**Task directions**
Go through the listing below and output exactly the line with "Target: black sandal", the line with "the form [84,591].", and each line between; omit the rest.

**Entries provided**
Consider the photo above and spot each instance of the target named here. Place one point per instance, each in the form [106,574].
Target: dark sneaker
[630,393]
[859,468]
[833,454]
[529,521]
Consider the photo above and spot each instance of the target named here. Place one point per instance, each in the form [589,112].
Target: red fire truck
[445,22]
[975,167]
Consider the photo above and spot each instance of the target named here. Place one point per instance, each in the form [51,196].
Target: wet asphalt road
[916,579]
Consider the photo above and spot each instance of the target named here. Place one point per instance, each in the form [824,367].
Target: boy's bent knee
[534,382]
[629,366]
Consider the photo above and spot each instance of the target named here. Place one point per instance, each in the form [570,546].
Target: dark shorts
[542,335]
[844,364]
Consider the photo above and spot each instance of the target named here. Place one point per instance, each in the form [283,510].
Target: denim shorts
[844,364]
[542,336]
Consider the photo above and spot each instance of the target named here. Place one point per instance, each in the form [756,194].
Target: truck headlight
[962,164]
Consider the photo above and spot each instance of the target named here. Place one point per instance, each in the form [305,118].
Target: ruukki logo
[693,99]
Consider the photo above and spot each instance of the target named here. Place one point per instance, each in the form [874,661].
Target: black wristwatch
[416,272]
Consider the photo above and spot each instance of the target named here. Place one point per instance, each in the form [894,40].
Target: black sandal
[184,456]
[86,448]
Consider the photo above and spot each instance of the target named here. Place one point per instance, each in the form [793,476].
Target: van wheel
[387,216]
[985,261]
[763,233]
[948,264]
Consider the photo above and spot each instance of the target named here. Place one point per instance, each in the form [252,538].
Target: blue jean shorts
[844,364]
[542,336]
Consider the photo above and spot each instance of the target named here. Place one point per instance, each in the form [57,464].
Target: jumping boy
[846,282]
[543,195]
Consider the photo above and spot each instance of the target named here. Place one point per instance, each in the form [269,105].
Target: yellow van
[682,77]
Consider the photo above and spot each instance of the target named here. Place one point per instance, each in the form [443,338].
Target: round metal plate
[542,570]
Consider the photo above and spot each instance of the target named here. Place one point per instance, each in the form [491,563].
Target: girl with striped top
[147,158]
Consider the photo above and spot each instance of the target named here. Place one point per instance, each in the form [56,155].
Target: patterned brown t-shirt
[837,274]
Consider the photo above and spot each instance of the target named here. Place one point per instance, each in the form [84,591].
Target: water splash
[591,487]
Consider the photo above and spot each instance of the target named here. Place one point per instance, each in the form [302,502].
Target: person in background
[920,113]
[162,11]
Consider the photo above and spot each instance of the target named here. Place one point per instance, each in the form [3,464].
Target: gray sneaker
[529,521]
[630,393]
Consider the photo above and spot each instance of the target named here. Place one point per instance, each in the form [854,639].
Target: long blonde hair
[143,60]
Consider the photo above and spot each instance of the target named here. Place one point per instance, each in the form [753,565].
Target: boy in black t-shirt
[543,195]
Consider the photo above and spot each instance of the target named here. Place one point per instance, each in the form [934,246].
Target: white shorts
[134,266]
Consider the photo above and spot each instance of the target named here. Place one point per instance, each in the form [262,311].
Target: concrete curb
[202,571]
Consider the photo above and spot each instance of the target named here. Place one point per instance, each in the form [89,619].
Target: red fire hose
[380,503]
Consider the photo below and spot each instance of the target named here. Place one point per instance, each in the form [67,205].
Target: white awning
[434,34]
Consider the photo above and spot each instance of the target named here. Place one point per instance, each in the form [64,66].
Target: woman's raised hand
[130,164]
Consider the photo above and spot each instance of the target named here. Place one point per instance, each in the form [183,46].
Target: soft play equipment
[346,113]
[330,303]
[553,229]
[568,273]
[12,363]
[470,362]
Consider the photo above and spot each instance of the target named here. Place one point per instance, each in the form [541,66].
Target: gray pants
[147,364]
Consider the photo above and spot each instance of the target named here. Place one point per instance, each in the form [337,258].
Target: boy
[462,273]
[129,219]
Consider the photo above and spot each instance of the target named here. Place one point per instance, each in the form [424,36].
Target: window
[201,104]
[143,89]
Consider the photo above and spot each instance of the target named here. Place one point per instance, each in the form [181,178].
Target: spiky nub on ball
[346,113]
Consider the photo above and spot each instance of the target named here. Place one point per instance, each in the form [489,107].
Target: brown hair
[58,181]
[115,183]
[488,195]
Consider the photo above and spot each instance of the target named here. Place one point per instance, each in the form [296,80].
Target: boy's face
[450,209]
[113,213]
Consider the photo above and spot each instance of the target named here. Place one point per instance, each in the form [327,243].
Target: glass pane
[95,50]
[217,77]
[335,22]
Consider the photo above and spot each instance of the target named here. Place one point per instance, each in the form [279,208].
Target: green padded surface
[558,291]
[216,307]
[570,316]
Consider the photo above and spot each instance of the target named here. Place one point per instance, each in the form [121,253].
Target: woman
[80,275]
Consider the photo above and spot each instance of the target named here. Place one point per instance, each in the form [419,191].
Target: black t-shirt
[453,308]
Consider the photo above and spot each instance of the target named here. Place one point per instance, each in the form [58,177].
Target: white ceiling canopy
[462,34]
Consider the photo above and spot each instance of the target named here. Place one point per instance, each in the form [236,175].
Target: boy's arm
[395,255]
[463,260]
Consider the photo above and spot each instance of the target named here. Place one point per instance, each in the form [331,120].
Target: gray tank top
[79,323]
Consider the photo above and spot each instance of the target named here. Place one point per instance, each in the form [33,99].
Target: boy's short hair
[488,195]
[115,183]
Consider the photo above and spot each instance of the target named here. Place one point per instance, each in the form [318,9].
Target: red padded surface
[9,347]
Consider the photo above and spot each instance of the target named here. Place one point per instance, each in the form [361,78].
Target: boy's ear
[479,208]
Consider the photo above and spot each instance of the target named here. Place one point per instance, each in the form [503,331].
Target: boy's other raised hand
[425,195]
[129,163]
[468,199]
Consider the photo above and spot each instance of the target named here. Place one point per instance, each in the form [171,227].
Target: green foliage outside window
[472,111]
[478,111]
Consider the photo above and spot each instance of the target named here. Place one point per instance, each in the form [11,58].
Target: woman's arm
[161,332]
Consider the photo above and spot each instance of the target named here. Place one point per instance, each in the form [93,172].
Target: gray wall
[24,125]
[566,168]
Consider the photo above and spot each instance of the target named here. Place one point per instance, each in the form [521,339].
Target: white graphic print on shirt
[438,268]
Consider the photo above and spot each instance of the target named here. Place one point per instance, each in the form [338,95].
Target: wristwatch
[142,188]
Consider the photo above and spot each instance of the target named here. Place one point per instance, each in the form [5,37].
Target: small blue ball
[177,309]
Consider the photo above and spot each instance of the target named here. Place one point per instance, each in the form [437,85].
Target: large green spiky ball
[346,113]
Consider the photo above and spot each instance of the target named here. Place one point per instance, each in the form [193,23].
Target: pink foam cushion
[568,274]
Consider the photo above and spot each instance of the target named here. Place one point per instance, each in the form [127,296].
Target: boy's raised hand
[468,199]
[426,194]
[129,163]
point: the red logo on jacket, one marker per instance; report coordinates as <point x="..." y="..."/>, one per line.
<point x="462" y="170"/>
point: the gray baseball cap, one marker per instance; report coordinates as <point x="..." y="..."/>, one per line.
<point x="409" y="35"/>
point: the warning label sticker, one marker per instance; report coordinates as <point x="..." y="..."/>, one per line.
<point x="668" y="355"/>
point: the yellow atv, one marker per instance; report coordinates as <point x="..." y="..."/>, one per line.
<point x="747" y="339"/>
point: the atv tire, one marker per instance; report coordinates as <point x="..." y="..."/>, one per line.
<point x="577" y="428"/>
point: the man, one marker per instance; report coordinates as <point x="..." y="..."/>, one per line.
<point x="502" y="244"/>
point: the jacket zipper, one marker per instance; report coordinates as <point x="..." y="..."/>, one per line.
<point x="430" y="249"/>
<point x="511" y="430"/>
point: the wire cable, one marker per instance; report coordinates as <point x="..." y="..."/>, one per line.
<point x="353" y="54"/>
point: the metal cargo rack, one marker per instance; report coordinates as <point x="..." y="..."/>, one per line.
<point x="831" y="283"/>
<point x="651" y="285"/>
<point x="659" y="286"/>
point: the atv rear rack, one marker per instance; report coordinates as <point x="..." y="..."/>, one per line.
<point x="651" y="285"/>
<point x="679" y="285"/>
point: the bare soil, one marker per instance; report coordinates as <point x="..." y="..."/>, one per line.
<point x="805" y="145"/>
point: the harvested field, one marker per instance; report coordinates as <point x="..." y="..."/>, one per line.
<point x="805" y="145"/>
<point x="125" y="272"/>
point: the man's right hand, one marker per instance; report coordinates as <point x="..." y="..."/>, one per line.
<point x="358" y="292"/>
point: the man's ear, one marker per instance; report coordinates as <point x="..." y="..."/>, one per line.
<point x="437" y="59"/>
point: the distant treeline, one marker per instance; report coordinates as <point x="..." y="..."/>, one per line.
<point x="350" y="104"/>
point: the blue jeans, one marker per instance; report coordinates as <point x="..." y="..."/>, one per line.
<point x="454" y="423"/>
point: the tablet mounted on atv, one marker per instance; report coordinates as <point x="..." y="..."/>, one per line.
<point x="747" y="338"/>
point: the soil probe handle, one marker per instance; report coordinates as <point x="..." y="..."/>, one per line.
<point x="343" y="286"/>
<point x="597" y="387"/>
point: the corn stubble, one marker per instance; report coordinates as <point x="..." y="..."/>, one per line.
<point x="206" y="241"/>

**Output below**
Target: black sandal
[184,456]
[86,448]
Consider the photo above and spot each instance of the target named here. Place one point per instance, each in the form [793,476].
Target: van wheel
[387,216]
[985,261]
[763,233]
[948,264]
Consider the photo above and spot each instance of the target named here. Place one point per instance, each in the form [252,538].
Target: blue jean shorts
[844,364]
[542,336]
Consider the photo above and spot each instance of the target named here. Place one point per instance, each in the form [57,464].
Target: jumping boy
[846,282]
[543,195]
Consider the photo above and spot each instance of the target named here. Place one point per instance, each in the form [269,105].
Target: yellow van
[682,77]
Consider the photo above and spot each instance of the target named here. Place one point per instance, each in the form [443,338].
Target: round metal plate
[542,570]
Consider the photo above and spot each instance of the target named here. Place one point per instance, each in the form [491,563].
Target: girl with striped top
[147,158]
Consider the photo above and spot each instance of the target named here. Place one point per instance, each in the form [56,155].
Target: patterned brown t-shirt
[837,274]
Consider the photo above and spot each instance of the target named here. Place one point per instance, each in the form [84,591].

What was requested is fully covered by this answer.